Page excerpt:
By Rob Shaul, Founder
My old workout partner, Curtis P (of the exercise fame) got me interested in watching Mixed Martial Arts when the UFC first became popular in the early 2000’s.
I’d go over to Curtis’ house to watch the pay-per-view events, and Curtis would do play by play for me, introduce me to the different fighters, and some of the history of the sport.
Curtis really admired Frank Shamrock, who was a middle-weight UFC Champion in the 1990s, and during his peak was considered the best pound-for-pound fighter in the game.
Shamrock was known for his cardiovascular fitness and overall stamina, and would often wear down opponents over the course of the fight, looking for opportunities to pounce.
“Conditioning is my greatest submission weapon,” Shamrock would say.
Fitness is also a weapon for tactical athletes and comes to play for mission sets across all areas of the tactical athletes we work with – Military, LE and Fire/Rescue.
Programming and Weapons
Each athlete type needs a combination of physical endurance and stamina for long, grinding events or movements which can culminate in an intense, dangerous, violent confrontation, firefight or fire suppression. Then, in that dangerous situation, he or she needs work capacity, working strength, chassis integrity, tactical agility, stamina – to survive, and prevail over the enemy.
A modern fully equipped M4 with its optics, lighting system, ambidextrous controls, etc. is an integrated, sophisticated weapons system designed, built and tested by engineers and scientists.
The programming behind MTI’s base fitness and mission/event specific training is similarly sophisticated.
I taught a short programming course to a dozen or so Marines at USMC Base Hawaii this Spring. There were a few junior officers in attendance, but the bulk were junior enlisted, including a squad leader or two – who in the Marines and Army, are the primary strength and conditioning coaches for their squad.
MTI programming is thorough and sophisticated. It’s taken me years of trial and error to develop our Fluid Periodization methodology on concurrently training the multiple fitness attributes included in Base Fitness. Then within each attribute is its own progression methodologies.

Data records:
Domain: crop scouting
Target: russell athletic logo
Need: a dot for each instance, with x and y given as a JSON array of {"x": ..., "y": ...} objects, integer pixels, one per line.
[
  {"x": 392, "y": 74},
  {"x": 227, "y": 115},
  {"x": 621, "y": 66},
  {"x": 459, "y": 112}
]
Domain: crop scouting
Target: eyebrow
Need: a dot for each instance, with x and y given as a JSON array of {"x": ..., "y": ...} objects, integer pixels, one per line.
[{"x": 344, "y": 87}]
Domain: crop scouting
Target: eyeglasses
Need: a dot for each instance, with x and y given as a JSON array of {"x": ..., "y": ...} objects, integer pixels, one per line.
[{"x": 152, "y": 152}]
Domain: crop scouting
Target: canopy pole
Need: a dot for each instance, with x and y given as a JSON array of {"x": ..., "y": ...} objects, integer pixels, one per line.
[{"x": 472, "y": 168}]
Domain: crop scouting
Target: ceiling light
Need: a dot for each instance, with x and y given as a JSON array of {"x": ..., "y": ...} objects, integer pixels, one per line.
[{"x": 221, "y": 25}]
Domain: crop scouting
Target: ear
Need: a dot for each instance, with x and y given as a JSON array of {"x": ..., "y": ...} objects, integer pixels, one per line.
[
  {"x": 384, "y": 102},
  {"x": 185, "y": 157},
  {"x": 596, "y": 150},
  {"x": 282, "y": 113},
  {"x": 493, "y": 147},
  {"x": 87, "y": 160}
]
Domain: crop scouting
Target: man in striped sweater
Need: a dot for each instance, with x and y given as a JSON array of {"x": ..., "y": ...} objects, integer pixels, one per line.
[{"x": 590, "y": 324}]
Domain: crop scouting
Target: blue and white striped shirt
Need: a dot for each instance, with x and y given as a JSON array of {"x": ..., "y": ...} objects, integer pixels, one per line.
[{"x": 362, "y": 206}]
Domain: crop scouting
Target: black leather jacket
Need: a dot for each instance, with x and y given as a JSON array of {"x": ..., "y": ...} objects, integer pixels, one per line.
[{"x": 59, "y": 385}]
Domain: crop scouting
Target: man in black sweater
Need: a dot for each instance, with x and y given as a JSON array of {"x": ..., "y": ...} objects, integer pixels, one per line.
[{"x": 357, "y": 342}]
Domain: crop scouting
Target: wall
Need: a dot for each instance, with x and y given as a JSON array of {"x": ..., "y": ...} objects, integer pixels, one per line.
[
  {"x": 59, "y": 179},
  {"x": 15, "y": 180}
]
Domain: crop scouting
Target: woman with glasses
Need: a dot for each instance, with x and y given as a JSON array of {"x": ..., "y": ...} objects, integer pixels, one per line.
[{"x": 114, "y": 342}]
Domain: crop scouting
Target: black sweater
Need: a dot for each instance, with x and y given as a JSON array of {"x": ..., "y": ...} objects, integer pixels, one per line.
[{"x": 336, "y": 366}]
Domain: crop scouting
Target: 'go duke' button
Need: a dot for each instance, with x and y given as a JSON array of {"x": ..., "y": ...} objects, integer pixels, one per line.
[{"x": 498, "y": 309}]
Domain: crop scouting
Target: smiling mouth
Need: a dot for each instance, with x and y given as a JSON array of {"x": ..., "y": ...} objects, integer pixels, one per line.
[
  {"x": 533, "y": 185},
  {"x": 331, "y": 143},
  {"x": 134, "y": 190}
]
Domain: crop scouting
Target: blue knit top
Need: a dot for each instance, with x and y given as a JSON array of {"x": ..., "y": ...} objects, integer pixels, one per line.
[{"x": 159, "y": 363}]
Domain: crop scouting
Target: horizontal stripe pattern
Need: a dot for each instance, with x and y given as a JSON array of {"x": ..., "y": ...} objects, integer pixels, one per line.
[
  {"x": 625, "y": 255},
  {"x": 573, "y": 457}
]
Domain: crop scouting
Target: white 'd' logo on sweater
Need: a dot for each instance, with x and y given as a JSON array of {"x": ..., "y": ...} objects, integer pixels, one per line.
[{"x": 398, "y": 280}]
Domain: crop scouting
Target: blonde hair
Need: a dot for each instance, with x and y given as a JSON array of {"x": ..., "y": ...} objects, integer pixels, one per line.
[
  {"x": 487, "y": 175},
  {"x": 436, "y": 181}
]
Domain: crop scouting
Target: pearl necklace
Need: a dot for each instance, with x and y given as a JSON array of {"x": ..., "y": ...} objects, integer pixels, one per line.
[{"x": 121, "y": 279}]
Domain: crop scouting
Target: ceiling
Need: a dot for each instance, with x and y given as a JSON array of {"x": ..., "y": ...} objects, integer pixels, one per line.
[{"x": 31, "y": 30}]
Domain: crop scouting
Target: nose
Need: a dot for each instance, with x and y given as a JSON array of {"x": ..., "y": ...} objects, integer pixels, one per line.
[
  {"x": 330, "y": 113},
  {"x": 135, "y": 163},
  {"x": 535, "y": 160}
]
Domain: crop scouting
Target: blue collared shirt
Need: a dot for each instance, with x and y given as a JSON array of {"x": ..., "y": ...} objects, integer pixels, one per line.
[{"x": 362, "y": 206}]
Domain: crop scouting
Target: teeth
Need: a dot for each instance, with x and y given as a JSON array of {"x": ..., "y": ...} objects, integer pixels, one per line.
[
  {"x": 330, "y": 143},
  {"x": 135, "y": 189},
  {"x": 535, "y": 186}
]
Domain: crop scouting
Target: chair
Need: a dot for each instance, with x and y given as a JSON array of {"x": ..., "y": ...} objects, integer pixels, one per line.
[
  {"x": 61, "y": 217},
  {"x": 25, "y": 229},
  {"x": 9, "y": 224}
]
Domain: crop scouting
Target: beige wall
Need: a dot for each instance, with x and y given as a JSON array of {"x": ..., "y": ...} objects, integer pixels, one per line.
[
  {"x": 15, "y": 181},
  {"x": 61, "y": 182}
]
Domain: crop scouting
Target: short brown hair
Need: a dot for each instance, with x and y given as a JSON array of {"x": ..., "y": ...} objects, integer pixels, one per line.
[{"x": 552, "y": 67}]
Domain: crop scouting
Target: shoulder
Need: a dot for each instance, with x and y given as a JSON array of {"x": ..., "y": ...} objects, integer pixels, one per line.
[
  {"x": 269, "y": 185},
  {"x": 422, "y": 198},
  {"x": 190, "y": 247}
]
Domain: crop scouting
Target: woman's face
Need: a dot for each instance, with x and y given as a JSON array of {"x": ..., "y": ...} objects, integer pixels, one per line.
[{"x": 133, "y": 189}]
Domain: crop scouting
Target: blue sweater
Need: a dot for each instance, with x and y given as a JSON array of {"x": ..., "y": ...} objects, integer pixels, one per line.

Directives:
1. Restate word for word the part of the article on conditioning as a weapon starting at "I taught a short" and ending at "own progression methodologies.".
2. Report every line of the records that contains the string "black".
The text and the records are unrelated and should be treated as separate material.

Task-by-task answers:
1.
I taught a short programming course to a dozen or so Marines at USMC Base Hawaii this Spring. There were a few junior officers in attendance, but the bulk were junior enlisted, including a squad leader or two – who in the Marines and Army, are the primary strength and conditioning coaches for their squad.
MTI programming is thorough and sophisticated. It’s taken me years of trial and error to develop our Fluid Periodization methodology on concurrently training the multiple fitness attributes included in Base Fitness. Then within each attribute is its own progression methodologies.

2.
Target: black leather jacket
Target: man in black sweater
Target: black sweater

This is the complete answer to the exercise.